------ RECORD SET ------

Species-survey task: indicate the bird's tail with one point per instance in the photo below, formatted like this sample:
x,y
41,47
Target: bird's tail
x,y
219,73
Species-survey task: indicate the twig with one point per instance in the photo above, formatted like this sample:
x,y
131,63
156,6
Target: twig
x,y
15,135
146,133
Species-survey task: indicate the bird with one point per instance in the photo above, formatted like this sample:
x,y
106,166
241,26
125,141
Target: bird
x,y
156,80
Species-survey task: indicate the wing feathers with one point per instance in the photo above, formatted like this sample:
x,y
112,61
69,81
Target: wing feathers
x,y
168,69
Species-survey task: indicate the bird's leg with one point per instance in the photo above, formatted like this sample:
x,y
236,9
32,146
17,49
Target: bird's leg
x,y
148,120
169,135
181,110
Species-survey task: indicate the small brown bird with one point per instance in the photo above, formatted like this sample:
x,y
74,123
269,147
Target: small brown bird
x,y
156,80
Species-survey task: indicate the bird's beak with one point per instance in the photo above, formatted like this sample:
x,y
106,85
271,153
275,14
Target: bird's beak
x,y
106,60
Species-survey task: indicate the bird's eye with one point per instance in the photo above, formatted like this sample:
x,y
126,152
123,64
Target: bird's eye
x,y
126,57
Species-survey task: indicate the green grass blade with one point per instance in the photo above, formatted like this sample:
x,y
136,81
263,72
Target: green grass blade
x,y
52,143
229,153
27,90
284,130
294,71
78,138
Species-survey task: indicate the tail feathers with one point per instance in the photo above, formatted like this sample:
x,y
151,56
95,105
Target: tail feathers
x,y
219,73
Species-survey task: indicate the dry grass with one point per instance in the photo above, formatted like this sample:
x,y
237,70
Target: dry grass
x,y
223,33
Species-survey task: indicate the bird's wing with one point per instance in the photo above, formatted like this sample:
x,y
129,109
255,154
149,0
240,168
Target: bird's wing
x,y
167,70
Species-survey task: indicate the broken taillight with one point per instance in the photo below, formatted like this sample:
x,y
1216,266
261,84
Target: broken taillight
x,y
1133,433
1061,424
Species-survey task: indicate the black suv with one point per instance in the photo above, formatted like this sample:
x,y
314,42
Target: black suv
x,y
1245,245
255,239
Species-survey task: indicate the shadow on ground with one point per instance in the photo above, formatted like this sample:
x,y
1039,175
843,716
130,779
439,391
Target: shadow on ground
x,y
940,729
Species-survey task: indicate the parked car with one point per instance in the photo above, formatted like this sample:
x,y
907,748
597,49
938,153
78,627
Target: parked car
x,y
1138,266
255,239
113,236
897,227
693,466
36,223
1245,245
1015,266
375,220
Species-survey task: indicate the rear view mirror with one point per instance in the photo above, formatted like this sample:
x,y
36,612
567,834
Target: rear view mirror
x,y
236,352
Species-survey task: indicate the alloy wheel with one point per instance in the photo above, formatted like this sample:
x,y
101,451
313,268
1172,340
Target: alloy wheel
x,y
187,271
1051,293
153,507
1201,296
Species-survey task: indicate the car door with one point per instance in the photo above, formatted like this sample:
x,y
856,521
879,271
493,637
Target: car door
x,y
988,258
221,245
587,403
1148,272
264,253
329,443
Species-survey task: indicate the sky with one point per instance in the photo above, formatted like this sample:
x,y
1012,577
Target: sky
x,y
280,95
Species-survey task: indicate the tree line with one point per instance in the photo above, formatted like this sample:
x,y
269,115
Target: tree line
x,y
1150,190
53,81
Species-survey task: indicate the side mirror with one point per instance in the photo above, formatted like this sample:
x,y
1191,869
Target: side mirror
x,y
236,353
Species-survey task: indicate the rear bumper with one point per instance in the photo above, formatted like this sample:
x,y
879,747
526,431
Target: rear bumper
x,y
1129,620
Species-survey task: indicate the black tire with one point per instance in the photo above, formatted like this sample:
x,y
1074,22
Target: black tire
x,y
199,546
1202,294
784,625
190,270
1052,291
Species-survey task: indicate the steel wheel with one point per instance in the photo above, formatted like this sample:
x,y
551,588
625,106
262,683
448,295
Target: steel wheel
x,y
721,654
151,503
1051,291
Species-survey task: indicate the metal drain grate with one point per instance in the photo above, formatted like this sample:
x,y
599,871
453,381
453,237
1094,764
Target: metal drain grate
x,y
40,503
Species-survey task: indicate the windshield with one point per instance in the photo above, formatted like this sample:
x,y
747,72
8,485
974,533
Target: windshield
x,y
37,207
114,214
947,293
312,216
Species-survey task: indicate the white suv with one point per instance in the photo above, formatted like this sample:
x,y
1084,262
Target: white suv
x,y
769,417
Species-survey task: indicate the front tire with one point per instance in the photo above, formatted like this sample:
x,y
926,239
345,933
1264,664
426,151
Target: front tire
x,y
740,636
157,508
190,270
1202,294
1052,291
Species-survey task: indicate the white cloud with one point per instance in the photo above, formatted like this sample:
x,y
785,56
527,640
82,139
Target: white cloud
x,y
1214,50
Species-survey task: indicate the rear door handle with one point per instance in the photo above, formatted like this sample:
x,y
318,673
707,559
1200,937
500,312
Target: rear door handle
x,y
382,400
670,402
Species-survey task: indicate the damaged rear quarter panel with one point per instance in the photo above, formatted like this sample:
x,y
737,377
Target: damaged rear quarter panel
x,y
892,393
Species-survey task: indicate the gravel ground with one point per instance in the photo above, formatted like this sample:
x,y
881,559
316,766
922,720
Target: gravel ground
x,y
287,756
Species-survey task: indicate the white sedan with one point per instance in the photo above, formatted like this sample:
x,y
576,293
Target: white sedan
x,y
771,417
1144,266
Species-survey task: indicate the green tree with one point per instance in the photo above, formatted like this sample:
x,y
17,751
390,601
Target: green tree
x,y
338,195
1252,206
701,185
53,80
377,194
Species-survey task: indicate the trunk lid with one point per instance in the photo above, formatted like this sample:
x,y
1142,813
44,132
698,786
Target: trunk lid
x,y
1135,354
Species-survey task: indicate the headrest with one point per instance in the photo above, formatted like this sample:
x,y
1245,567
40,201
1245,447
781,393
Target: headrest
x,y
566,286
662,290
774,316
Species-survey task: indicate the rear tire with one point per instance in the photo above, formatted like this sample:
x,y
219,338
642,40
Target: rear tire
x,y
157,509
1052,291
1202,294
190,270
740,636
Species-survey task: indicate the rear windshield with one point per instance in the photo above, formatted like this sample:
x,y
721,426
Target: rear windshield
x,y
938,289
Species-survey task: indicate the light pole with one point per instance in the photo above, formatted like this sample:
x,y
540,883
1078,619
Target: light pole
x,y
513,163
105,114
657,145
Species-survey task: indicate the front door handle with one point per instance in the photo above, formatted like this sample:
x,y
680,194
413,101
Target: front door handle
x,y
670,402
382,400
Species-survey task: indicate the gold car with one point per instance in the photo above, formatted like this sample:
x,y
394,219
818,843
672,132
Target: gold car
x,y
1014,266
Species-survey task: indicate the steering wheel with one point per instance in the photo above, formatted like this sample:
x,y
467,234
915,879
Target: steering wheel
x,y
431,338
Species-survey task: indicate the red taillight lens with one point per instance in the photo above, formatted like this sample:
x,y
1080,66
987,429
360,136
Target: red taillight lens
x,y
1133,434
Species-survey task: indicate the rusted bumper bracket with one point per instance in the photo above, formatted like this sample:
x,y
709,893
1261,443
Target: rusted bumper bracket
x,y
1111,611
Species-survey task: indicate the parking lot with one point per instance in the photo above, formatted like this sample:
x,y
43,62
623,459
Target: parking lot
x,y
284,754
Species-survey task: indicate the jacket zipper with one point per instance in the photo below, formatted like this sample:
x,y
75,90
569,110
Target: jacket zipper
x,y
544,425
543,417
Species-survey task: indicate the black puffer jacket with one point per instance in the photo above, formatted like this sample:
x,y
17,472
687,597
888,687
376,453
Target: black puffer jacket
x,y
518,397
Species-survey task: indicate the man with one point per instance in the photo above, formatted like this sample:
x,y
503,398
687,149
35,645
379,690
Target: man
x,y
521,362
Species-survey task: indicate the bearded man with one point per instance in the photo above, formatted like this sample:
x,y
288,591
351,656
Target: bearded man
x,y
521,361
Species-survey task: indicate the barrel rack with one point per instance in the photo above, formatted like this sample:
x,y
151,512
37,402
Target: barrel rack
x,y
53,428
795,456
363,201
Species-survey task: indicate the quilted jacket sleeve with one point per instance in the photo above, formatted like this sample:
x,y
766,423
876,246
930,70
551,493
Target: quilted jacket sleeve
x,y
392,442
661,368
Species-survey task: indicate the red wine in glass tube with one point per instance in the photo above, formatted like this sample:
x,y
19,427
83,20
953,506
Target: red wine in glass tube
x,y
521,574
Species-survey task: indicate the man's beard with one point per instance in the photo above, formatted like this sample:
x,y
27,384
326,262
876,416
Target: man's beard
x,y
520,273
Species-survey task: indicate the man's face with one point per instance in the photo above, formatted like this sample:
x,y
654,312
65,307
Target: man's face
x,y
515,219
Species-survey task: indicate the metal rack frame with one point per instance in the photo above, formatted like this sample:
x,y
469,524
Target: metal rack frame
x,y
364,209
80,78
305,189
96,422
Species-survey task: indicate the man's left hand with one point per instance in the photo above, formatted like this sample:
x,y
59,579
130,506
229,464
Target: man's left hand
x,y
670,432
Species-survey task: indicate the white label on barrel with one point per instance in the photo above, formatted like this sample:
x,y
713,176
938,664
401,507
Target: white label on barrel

------

### OBJECTIVE
Repeat exactly the lines above from the line that contains "Species-survey task: indicate the metal rack" through the end. Include both of these ends; leave out everything else.

### SOLUTION TO THE PROBLEM
Species-survey task: indicate the metal rack frame with one point per instance in the photo above, formatted like this sample:
x,y
469,524
Target: metal rack frame
x,y
364,209
80,78
305,189
96,422
Species-survey task: indicate the man's left hand with one point per instance in the photo above, formatted like this sample:
x,y
59,579
130,506
229,464
Target: man's left hand
x,y
670,432
Species-survey task: indicate the white label on barrel with one point per instance in the photo above, formatted like this sample:
x,y
713,176
938,664
401,507
Target: white label on barrel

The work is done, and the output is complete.